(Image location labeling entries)
* * * * * * *

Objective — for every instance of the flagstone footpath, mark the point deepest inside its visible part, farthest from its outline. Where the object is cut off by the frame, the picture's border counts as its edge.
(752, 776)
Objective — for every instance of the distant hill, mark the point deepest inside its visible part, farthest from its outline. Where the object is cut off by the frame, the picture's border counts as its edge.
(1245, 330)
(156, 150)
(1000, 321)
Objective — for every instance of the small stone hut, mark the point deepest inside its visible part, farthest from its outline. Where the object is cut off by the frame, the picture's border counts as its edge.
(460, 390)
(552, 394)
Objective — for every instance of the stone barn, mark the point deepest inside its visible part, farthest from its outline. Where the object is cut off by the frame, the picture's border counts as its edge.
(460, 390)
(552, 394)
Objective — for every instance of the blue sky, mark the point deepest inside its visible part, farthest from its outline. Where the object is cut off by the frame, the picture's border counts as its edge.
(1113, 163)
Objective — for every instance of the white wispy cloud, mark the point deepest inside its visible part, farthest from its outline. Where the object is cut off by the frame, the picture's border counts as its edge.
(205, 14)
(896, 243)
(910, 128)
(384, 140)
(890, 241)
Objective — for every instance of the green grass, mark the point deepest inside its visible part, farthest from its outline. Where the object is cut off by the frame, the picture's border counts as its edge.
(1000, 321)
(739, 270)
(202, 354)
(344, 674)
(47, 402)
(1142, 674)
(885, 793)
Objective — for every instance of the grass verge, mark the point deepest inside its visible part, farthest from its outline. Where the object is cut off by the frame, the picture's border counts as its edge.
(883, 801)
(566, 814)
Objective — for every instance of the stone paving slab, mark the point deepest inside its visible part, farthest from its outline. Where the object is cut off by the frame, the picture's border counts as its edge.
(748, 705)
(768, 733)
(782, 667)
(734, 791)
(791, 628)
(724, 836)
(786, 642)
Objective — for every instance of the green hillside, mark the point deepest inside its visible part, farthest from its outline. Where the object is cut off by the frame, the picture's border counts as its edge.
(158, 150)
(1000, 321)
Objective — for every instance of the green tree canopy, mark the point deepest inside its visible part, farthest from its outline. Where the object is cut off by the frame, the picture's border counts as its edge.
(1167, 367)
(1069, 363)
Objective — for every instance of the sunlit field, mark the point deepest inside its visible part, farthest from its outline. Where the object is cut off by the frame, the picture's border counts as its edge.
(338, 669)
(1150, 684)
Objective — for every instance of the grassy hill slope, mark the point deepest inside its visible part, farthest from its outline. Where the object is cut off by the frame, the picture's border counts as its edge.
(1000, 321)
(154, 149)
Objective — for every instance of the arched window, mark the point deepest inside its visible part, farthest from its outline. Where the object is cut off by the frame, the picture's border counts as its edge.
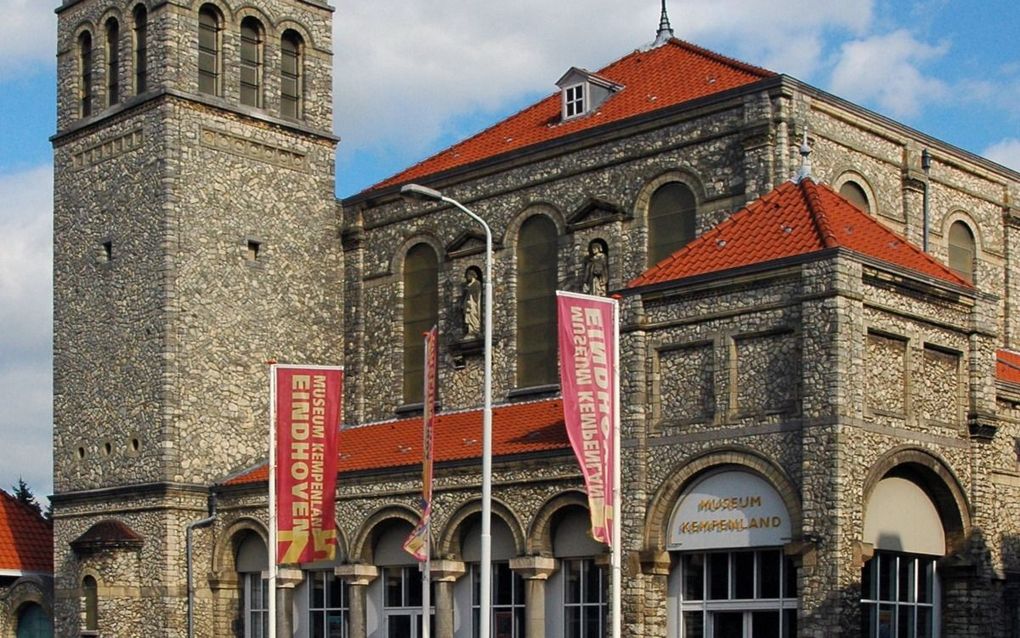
(291, 75)
(853, 193)
(962, 250)
(85, 68)
(420, 313)
(209, 62)
(112, 61)
(670, 221)
(33, 622)
(90, 591)
(141, 49)
(537, 276)
(251, 62)
(252, 565)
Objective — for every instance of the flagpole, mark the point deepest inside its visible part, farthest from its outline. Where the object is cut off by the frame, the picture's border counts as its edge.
(272, 501)
(617, 503)
(426, 572)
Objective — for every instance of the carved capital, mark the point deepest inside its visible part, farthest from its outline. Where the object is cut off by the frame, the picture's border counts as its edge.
(534, 568)
(447, 571)
(357, 575)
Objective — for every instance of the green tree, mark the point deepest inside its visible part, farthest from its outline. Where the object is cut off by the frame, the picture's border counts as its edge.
(23, 494)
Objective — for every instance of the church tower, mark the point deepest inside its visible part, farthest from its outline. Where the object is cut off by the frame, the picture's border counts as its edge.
(196, 236)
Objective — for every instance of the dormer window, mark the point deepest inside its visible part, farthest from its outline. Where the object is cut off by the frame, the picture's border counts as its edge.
(582, 92)
(573, 101)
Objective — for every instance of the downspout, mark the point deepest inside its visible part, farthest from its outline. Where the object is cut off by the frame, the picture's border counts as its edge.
(926, 166)
(191, 589)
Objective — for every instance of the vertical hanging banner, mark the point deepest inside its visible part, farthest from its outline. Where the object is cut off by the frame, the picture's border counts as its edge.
(417, 543)
(588, 362)
(308, 415)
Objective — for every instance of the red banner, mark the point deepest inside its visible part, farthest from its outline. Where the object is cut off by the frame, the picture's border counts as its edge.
(588, 374)
(308, 412)
(417, 543)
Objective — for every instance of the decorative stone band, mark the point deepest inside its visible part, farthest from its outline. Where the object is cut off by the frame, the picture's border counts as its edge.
(251, 149)
(108, 149)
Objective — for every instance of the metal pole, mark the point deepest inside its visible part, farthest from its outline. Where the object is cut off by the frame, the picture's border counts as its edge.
(486, 601)
(272, 501)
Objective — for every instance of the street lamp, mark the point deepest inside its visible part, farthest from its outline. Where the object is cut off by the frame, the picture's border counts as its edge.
(421, 193)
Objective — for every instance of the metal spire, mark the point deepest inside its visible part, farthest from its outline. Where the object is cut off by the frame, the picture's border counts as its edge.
(665, 31)
(805, 169)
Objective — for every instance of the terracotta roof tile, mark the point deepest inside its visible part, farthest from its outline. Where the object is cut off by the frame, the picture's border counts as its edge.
(517, 429)
(652, 80)
(794, 219)
(1008, 366)
(26, 538)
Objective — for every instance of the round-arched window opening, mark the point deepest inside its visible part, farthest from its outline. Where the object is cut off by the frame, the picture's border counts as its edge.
(854, 193)
(962, 249)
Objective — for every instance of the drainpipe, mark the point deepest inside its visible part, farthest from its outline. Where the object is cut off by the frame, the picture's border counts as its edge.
(926, 166)
(191, 589)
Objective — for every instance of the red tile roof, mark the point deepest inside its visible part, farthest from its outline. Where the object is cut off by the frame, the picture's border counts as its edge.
(26, 538)
(1008, 366)
(517, 429)
(795, 219)
(653, 80)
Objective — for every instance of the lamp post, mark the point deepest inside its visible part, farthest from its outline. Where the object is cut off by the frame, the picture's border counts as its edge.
(421, 193)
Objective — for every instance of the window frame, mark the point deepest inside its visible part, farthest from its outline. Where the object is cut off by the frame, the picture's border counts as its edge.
(251, 62)
(292, 38)
(212, 72)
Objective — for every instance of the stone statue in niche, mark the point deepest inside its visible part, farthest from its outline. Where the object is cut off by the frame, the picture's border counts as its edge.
(470, 303)
(596, 278)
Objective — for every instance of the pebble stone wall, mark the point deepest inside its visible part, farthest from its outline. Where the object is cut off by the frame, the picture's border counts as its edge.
(195, 239)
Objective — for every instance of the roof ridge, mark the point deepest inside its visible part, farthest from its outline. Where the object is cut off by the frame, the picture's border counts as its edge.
(818, 214)
(732, 61)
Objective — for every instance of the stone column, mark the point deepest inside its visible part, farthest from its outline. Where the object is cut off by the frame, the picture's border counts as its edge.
(287, 580)
(445, 574)
(358, 577)
(536, 571)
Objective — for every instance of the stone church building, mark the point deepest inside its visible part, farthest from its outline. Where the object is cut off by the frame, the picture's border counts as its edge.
(820, 346)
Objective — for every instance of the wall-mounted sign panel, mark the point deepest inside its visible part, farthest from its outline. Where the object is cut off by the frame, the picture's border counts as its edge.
(728, 509)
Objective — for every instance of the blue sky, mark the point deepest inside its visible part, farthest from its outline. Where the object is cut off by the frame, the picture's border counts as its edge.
(413, 77)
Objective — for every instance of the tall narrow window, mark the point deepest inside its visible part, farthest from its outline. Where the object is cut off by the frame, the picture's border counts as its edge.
(537, 303)
(251, 62)
(85, 65)
(112, 62)
(291, 75)
(141, 49)
(853, 192)
(208, 50)
(90, 591)
(670, 221)
(962, 250)
(420, 313)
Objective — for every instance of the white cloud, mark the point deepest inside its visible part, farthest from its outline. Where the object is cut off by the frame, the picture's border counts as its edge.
(28, 34)
(1006, 152)
(886, 70)
(26, 320)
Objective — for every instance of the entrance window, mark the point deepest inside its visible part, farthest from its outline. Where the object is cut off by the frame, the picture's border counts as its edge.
(508, 601)
(256, 607)
(584, 599)
(402, 602)
(898, 596)
(737, 594)
(327, 605)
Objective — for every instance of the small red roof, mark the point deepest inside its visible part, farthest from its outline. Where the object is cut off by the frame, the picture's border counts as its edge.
(795, 219)
(654, 79)
(1008, 366)
(517, 429)
(26, 538)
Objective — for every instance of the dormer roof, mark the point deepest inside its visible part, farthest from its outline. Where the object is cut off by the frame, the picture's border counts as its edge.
(655, 80)
(796, 219)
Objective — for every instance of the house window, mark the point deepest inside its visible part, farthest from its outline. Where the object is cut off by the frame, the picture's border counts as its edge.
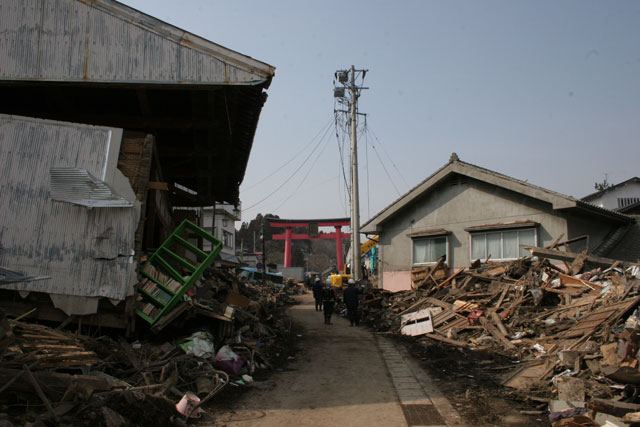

* * * * * * *

- [SHORT PROBLEM]:
Rescale the material from the line containing "Objective — for every instance of the entrance" down to the end of the material. Repeat every line, leaving the text lines unchanged, and multiply each point coordinate in the answers by 0.85, rounding to whole numbers with halves rounded up. Leave the pictures out of your answer.

- [RESULT]:
Objective — for every instance of the entrance window, mark the point deepest inside its visible part, farthest from its outline. Where the object is cut off by the frame, the picture's border counts as its edge.
(432, 511)
(218, 516)
(496, 509)
(342, 512)
(763, 507)
(626, 505)
(278, 514)
Objective — for every instance of the small red roof, mark the point deepest inside its visible part, farthest from its outline. Where the object is cut off by the frame, the picture's border counts as its edge.
(676, 186)
(556, 67)
(857, 311)
(439, 365)
(22, 457)
Objective — for every instance of the dormer roof, mark the point deepest inside its visible part, farthest from its outline. Where the object is cut off by the frame, the picture's border counts as its edge.
(557, 68)
(677, 186)
Objective — for every instance of the house window, mark the point deepest inside its visible part, farthest from its outline. Where the object is cut off by the frame, the picture's border counts as its edge.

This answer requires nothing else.